Location identification entries:
-----
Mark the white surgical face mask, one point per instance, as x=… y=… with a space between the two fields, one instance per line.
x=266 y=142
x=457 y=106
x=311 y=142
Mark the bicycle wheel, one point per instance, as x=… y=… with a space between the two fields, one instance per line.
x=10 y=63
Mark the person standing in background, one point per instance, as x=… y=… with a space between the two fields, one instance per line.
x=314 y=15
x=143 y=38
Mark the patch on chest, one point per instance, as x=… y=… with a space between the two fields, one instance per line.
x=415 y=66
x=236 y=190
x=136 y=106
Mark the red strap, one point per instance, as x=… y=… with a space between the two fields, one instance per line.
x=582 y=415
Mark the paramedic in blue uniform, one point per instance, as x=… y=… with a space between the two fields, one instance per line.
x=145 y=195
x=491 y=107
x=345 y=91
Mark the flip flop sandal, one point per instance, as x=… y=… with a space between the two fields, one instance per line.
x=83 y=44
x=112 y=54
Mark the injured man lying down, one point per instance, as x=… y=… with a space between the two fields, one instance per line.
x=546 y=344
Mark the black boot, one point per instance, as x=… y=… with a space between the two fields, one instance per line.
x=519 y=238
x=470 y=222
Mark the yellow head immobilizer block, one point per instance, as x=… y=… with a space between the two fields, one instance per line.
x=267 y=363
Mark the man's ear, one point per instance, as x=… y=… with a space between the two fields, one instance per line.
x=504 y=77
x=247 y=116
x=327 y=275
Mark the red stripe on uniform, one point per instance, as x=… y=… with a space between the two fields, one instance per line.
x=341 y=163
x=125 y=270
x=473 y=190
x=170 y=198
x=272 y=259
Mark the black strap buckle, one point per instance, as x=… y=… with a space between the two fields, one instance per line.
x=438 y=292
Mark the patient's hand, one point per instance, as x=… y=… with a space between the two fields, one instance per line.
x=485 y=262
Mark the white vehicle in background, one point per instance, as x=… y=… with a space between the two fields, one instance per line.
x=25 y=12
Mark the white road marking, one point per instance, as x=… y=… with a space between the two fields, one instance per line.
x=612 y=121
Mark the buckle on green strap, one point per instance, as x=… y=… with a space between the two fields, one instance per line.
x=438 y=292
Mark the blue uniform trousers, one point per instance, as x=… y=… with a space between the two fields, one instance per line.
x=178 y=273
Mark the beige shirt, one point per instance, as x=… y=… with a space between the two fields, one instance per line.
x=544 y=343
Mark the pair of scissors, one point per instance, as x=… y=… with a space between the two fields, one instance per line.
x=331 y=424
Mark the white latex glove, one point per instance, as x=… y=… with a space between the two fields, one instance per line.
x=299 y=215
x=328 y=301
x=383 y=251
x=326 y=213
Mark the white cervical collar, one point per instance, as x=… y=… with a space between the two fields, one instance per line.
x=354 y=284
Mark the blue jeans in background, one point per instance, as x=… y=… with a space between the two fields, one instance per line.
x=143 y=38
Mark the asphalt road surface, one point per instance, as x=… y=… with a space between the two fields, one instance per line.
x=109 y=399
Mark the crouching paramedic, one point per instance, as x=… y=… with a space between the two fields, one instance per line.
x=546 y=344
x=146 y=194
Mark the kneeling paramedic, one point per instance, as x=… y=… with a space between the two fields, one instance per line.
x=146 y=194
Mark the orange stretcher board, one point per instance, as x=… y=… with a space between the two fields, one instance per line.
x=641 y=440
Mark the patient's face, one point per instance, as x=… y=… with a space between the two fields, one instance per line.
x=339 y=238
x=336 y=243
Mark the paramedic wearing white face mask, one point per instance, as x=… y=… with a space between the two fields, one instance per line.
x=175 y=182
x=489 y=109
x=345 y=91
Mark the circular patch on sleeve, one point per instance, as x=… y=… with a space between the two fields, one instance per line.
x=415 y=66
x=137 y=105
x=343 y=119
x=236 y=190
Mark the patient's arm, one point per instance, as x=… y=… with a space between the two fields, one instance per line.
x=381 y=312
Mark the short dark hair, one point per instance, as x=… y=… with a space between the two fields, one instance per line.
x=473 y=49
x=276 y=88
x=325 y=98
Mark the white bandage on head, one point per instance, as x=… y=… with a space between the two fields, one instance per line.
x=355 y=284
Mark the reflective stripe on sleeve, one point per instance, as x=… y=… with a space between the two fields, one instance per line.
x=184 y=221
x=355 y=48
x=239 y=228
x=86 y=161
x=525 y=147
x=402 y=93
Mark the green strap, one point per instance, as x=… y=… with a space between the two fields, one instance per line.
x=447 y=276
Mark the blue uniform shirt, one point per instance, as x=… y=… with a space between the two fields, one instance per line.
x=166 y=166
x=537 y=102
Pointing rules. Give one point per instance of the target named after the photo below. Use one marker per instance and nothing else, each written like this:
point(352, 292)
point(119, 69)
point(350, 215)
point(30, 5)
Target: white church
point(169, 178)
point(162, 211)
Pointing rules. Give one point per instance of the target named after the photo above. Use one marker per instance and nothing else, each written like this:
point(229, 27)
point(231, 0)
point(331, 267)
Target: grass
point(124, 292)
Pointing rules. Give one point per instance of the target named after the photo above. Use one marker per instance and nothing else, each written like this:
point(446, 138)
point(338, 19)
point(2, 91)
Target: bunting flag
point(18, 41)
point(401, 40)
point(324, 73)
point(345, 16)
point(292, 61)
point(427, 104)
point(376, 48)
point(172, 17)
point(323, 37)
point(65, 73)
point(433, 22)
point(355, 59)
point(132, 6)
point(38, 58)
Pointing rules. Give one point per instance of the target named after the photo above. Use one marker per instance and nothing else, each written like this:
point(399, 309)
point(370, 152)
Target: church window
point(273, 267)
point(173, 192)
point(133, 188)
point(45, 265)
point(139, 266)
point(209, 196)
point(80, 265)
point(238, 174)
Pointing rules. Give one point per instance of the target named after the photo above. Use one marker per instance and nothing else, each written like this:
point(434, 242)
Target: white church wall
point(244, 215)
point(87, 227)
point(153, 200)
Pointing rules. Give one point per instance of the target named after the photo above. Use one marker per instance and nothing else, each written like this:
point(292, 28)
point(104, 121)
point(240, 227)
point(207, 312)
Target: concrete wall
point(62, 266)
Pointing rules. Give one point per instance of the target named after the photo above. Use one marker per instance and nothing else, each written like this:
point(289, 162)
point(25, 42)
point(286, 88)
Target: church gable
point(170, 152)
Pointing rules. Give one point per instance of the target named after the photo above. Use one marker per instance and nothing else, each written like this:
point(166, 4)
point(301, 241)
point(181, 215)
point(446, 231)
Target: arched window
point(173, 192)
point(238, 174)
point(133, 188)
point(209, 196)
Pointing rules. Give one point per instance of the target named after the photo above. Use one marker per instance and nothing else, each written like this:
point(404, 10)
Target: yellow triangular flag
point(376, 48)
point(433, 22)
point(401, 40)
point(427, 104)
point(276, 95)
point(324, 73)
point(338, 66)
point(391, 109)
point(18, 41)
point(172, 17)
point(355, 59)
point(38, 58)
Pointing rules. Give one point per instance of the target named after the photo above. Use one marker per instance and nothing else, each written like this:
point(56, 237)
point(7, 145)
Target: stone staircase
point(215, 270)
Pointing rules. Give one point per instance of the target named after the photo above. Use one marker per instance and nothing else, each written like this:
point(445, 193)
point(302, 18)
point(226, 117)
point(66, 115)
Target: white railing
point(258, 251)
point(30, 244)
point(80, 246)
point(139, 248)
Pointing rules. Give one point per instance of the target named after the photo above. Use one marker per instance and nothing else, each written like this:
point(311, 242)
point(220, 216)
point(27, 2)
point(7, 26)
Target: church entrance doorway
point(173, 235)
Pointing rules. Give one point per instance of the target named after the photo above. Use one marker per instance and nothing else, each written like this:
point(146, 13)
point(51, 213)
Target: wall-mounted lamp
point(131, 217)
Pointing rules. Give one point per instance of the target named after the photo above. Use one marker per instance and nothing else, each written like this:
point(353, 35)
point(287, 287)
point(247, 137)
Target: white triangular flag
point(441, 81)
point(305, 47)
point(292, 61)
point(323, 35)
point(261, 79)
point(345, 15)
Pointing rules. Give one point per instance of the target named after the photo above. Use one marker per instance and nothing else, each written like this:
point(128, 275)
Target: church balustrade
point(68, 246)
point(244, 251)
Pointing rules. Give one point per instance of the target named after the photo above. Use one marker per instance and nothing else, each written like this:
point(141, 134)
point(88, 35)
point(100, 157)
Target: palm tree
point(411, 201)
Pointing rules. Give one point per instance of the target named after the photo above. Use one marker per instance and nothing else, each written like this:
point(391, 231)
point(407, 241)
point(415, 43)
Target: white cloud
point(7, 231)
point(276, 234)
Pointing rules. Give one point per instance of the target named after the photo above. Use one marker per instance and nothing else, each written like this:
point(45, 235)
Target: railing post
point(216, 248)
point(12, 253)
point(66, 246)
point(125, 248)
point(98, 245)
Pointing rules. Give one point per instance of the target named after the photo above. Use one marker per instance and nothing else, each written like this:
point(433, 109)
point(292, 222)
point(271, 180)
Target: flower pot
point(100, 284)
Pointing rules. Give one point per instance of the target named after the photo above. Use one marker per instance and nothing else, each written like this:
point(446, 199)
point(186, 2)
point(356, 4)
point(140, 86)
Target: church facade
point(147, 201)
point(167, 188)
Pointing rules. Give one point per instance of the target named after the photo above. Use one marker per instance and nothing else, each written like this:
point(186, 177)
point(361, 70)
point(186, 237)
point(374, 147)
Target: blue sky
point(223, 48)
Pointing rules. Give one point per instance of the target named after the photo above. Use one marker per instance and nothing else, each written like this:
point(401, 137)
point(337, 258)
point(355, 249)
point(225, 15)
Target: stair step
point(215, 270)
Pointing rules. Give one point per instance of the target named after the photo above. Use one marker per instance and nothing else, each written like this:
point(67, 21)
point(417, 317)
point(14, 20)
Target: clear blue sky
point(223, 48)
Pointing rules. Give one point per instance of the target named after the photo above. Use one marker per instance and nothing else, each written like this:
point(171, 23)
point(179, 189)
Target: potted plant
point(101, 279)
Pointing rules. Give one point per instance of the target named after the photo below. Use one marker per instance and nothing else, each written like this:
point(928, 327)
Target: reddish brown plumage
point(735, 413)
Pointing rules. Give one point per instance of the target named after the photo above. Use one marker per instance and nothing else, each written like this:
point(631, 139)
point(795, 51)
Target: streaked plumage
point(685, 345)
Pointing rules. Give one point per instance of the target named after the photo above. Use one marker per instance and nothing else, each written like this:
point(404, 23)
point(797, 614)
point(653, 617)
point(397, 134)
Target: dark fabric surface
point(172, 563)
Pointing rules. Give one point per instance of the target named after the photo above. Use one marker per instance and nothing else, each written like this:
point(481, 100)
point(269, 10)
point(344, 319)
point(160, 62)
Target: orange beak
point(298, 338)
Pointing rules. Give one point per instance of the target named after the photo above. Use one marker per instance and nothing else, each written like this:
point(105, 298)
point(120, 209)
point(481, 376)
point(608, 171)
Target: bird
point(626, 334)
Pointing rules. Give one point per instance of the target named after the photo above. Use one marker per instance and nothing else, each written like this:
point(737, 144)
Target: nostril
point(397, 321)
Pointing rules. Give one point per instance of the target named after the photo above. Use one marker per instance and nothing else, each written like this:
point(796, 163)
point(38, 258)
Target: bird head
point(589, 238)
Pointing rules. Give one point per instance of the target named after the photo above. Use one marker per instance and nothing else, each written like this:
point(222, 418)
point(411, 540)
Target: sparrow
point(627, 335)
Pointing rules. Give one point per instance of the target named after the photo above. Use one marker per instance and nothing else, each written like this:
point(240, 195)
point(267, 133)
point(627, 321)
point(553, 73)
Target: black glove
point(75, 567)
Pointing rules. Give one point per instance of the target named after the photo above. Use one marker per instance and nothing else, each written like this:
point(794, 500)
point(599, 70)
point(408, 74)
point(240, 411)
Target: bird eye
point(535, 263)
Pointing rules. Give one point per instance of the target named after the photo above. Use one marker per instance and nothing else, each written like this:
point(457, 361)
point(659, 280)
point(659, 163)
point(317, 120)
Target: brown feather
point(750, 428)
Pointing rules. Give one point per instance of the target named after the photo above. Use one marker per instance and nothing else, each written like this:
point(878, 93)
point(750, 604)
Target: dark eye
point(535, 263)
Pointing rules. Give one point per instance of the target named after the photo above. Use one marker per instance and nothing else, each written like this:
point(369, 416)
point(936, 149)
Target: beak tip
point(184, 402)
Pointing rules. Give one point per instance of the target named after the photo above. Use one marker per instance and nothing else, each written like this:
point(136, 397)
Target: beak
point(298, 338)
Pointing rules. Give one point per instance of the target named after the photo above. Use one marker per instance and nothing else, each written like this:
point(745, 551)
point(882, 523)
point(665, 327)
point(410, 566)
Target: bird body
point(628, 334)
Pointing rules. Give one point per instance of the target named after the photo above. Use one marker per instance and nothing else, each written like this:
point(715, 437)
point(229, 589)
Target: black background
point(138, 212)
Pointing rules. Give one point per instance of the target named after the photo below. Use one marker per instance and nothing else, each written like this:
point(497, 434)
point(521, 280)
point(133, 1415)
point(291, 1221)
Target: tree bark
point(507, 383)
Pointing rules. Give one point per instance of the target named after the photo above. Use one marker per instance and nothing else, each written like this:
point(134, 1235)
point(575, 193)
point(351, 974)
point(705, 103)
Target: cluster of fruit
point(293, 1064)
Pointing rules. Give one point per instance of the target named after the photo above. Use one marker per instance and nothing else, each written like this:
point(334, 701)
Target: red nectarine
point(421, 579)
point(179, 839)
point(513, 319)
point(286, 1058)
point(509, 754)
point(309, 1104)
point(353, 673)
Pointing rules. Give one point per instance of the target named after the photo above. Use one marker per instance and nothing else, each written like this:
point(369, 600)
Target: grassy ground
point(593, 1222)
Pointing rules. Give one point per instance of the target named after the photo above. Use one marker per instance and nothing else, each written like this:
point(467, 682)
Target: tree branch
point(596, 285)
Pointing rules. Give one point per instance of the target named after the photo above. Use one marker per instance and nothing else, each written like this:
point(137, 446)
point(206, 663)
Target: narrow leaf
-----
STATED PROBLEM:
Please convert the lines from the one containing "Mark the white bandage" through the one containing "point(124, 292)", both included, into a JSON list of strings with one string per line, omitting blank lines.

WRITTEN SOLUTION:
[
  "Mark the white bandage on head, one point per instance, as x=… y=… with a space between the two fields, one instance per line.",
  "x=355 y=284",
  "Mark the reflective stripe on sleeve, one point per instance, as x=… y=… with a space between the two fields, one instance per line.",
  "x=184 y=221",
  "x=355 y=48",
  "x=239 y=228",
  "x=86 y=161",
  "x=525 y=147",
  "x=402 y=93",
  "Mark the green strap, one point per instance, as x=… y=… with a space between the two fields, one instance per line.",
  "x=447 y=276",
  "Mark the blue uniform shirt, one point per instance, as x=… y=… with a space between the two fields, one instance per line.",
  "x=166 y=166",
  "x=537 y=102",
  "Pointing rules. Give one point per instance of the target named after the photo below. Use one marker per instance and nothing else, each written like this:",
  "point(352, 292)",
  "point(119, 69)",
  "point(350, 215)",
  "point(30, 5)",
  "Target: white church",
  "point(169, 178)",
  "point(162, 211)",
  "Pointing rules. Give one point per instance of the target named after the photo above. Use one marker per instance and nothing else, each written like this:",
  "point(229, 27)",
  "point(231, 0)",
  "point(331, 267)",
  "Target: grass",
  "point(124, 292)"
]